=== Section Start ===

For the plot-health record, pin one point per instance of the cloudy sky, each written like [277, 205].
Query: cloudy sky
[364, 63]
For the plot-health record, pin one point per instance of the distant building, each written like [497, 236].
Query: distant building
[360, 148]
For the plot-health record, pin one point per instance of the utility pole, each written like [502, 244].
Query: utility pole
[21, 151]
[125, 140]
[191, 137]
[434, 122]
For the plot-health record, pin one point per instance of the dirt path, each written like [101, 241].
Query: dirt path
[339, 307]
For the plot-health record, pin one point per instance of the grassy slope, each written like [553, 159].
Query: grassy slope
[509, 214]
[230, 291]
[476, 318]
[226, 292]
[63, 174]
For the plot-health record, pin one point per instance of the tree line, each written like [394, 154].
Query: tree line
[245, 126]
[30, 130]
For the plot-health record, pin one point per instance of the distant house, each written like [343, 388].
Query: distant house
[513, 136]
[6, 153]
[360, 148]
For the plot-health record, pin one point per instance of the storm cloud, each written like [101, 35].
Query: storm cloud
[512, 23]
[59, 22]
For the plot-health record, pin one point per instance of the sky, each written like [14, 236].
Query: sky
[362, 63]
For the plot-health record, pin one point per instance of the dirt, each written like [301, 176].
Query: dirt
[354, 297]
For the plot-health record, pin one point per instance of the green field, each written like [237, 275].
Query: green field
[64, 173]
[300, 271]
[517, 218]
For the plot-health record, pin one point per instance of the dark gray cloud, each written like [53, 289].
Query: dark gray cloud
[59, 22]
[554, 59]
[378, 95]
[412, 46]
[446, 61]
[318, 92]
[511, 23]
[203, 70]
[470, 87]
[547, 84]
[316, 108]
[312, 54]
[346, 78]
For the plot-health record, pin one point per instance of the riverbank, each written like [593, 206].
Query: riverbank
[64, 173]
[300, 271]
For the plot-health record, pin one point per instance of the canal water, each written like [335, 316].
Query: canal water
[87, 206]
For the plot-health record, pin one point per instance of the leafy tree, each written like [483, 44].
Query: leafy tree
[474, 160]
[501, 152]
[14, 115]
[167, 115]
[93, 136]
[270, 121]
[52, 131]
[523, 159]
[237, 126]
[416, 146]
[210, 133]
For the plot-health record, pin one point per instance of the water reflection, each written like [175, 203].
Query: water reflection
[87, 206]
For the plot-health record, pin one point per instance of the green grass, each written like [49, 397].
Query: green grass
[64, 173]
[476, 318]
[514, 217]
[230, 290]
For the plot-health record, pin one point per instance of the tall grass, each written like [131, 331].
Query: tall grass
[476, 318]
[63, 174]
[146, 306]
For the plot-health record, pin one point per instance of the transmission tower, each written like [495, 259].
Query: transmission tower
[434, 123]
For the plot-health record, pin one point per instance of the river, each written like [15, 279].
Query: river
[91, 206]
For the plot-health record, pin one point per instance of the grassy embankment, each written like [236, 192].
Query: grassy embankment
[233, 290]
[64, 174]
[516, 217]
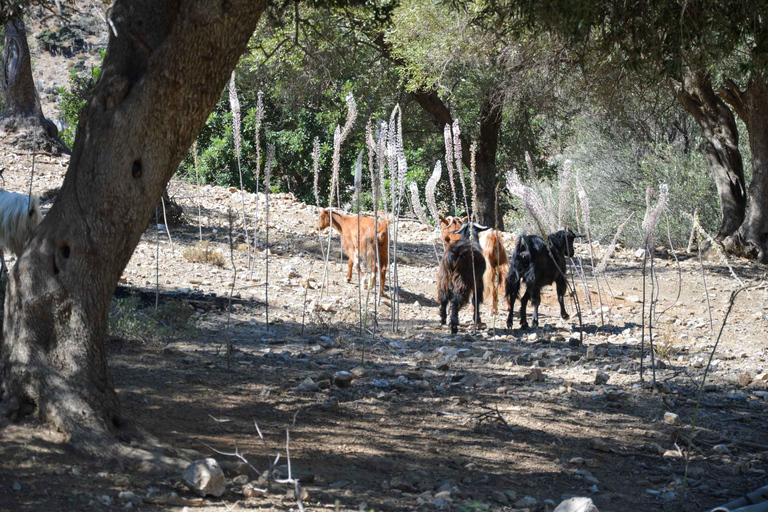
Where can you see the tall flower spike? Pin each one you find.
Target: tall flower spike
(316, 166)
(418, 208)
(268, 167)
(259, 121)
(531, 200)
(611, 248)
(562, 191)
(430, 191)
(370, 143)
(531, 170)
(653, 218)
(335, 167)
(392, 158)
(457, 146)
(381, 153)
(234, 104)
(449, 162)
(584, 201)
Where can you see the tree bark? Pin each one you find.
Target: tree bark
(166, 65)
(22, 103)
(751, 105)
(485, 162)
(695, 93)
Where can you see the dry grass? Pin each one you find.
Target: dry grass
(665, 348)
(203, 253)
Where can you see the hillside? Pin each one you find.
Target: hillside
(499, 419)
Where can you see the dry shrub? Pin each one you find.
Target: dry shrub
(134, 320)
(203, 253)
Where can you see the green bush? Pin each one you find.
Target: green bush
(74, 98)
(130, 319)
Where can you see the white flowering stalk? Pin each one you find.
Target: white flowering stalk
(335, 164)
(562, 191)
(235, 106)
(584, 202)
(430, 191)
(650, 221)
(531, 170)
(199, 201)
(457, 145)
(612, 248)
(257, 173)
(473, 178)
(316, 167)
(531, 201)
(652, 216)
(360, 258)
(449, 162)
(267, 175)
(418, 208)
(397, 167)
(381, 160)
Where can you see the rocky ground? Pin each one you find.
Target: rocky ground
(491, 420)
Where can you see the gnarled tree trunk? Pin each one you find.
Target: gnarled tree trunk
(485, 163)
(751, 105)
(695, 93)
(163, 73)
(22, 103)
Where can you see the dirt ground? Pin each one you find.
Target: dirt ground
(430, 421)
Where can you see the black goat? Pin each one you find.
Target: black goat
(533, 264)
(456, 280)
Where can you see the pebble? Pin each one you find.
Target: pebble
(578, 504)
(526, 501)
(308, 385)
(535, 375)
(343, 379)
(500, 497)
(205, 477)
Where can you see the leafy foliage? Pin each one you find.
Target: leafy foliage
(74, 98)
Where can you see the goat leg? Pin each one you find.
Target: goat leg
(477, 300)
(454, 315)
(523, 305)
(350, 264)
(536, 299)
(443, 307)
(561, 289)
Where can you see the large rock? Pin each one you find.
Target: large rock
(577, 505)
(205, 477)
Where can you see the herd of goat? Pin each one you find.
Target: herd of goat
(474, 262)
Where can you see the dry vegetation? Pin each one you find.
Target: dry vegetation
(491, 417)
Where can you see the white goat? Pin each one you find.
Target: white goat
(18, 221)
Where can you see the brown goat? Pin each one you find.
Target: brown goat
(461, 262)
(492, 245)
(370, 241)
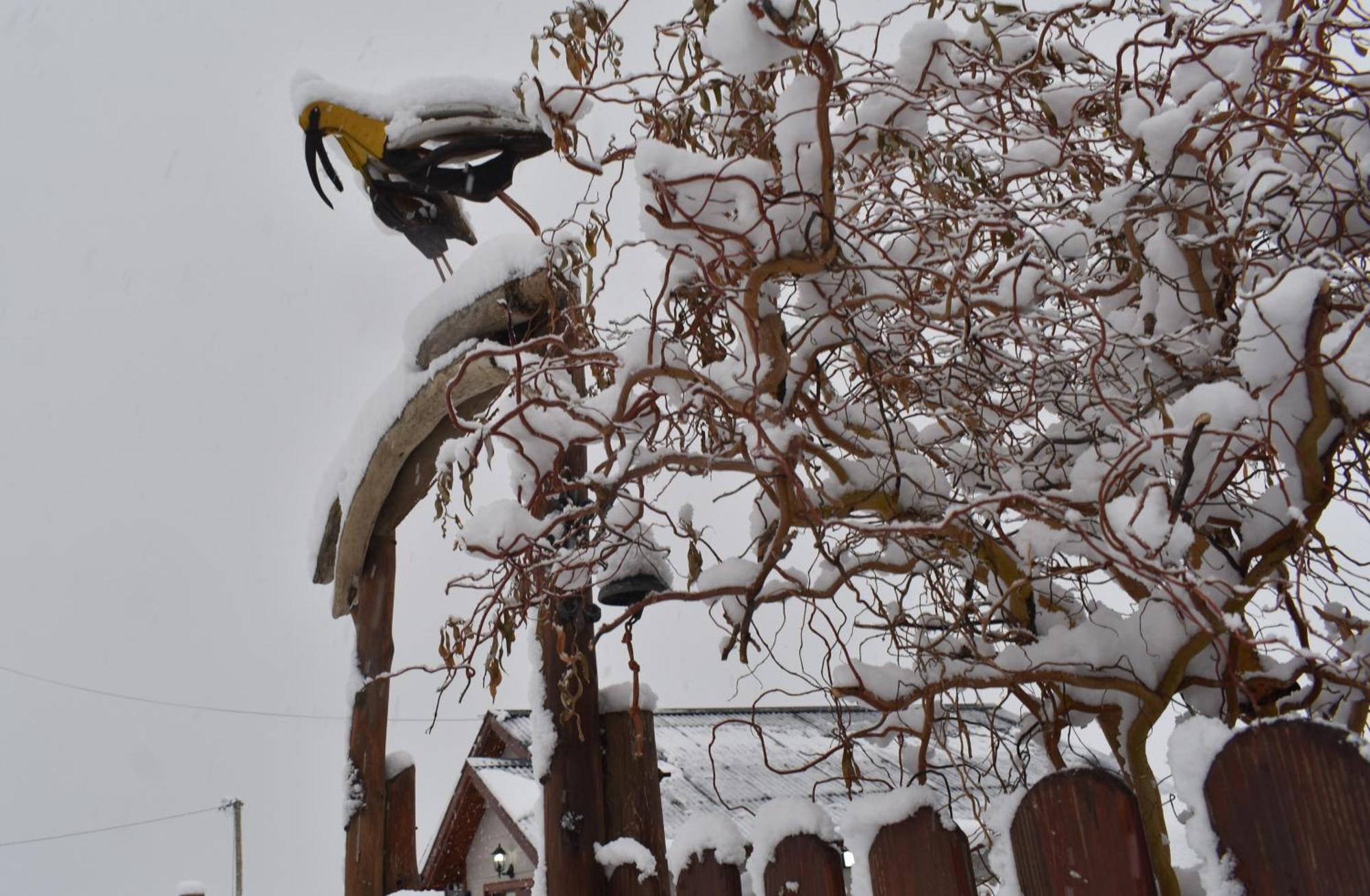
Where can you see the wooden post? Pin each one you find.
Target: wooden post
(941, 857)
(1288, 801)
(706, 876)
(634, 798)
(808, 862)
(573, 794)
(401, 854)
(372, 619)
(1080, 832)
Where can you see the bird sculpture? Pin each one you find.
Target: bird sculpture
(419, 171)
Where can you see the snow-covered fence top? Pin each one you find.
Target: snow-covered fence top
(386, 468)
(1276, 809)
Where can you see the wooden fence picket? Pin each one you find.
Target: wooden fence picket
(634, 798)
(401, 858)
(1079, 834)
(805, 867)
(941, 857)
(1291, 801)
(706, 876)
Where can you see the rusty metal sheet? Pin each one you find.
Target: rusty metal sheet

=== Section End ===

# ASSIGNMENT
Could you retype exactly the lines above, starting at the line that contains "Where can you see the hillside?" and ending at the line that contains "Where can you see the white flowering", and nothing more?

# TASK RESPONSE
Where can you see the hillside? Pin each one you find.
Target: hillside
(499, 419)
Where can you see the dry shrub? Pin each one you find.
Target: dry shrub
(134, 320)
(203, 253)
Where can you see the green bush? Pin each one you find.
Target: green bush
(74, 98)
(130, 319)
Where can you see the white flowering stalk? Pin each one you find.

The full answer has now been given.